### Work order
Copy each line of the following material that has the string "target".

### Supplied material
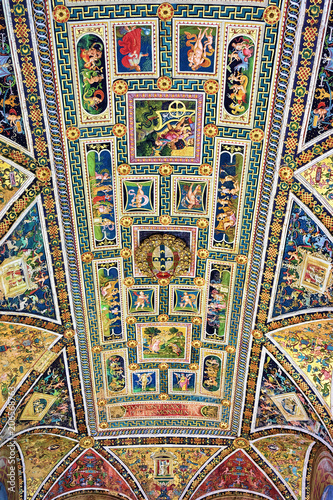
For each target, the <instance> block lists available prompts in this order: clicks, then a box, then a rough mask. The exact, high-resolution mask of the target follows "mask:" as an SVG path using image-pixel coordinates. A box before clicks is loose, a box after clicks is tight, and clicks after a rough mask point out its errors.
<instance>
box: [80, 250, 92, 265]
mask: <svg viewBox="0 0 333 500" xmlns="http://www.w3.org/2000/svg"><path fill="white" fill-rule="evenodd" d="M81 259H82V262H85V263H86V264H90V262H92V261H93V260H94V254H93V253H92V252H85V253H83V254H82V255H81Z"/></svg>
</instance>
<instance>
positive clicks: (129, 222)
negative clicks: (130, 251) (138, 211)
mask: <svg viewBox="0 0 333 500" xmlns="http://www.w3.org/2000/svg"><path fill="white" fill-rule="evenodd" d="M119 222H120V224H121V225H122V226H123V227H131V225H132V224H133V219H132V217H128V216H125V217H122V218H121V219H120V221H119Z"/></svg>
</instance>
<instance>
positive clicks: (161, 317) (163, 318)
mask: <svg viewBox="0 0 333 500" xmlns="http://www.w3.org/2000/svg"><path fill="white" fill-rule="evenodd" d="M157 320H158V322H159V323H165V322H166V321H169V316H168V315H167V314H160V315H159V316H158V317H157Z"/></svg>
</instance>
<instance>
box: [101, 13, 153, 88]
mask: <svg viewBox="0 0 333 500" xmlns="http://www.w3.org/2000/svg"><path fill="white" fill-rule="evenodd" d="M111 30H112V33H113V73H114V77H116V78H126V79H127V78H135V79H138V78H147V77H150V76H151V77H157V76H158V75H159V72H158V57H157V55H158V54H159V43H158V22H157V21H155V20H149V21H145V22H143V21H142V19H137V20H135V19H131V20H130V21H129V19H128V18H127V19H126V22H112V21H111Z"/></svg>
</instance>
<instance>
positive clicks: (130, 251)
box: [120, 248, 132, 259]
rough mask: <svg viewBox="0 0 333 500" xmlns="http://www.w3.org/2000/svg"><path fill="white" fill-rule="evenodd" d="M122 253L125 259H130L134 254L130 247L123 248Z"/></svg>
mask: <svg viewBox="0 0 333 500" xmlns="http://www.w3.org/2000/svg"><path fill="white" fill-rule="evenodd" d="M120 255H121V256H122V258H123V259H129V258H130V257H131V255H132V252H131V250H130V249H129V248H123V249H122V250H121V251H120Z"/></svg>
---
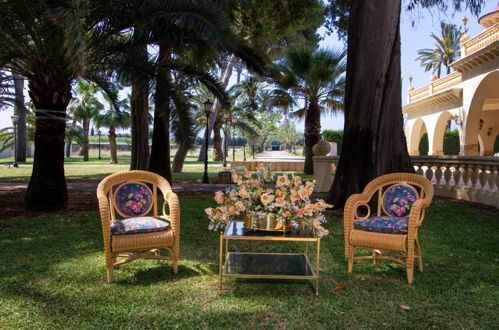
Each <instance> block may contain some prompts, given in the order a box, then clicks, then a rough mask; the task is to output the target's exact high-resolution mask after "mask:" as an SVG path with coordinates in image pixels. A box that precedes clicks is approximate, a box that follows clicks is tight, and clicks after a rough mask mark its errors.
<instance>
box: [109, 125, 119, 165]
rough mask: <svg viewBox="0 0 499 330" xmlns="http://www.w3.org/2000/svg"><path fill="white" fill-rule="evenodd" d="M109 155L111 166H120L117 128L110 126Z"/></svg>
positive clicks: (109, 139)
--
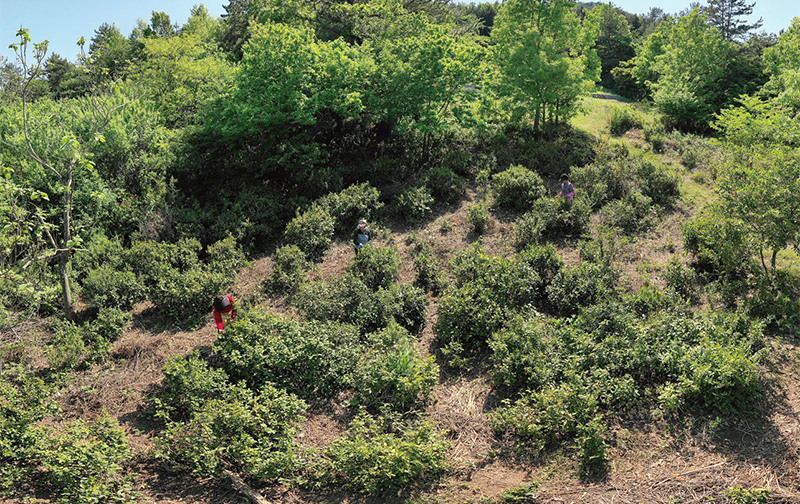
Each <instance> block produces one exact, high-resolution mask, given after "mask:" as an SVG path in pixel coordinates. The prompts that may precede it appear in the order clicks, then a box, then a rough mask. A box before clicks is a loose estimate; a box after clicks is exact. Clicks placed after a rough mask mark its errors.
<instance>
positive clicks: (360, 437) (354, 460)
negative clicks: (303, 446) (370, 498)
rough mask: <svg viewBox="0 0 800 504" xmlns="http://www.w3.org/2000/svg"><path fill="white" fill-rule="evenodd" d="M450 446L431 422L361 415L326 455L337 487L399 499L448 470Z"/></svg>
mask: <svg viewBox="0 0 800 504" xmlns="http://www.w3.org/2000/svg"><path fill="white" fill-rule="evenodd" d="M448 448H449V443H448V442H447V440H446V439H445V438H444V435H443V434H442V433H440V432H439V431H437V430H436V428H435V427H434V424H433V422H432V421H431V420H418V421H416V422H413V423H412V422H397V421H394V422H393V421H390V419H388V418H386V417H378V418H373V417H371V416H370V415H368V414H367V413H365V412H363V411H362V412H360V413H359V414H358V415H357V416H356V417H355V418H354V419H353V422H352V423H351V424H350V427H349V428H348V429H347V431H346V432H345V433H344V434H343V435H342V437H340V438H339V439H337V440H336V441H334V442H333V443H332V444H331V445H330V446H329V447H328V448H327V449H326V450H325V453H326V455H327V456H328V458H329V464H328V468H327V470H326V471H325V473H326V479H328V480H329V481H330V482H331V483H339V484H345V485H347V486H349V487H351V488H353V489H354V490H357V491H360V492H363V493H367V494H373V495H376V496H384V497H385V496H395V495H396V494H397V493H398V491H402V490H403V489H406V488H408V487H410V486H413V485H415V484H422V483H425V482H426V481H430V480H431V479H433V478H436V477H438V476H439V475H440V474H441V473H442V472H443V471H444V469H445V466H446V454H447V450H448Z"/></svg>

### Finished exercise
For each target, the <instance> block lists available prompts in this order: clicks, then a box, then a rough mask. The exact, high-resolution mask of the target follows "mask:" as an SVG path using image-pixel coordinates. A box before clicks is loose, a box after clicks is tight, and clicks after a rough mask point out its errors.
Each <instance> block may contain some prompts, given in the order a box, then clicks, then a rough mask; the task is to output the target's exact high-resolution mask after "mask:" as an SVG path with coordinates in image pixels. A box that precedes clicks is approximate, a box that follows clicks is tight, and clicks after a rough mask mark its errors.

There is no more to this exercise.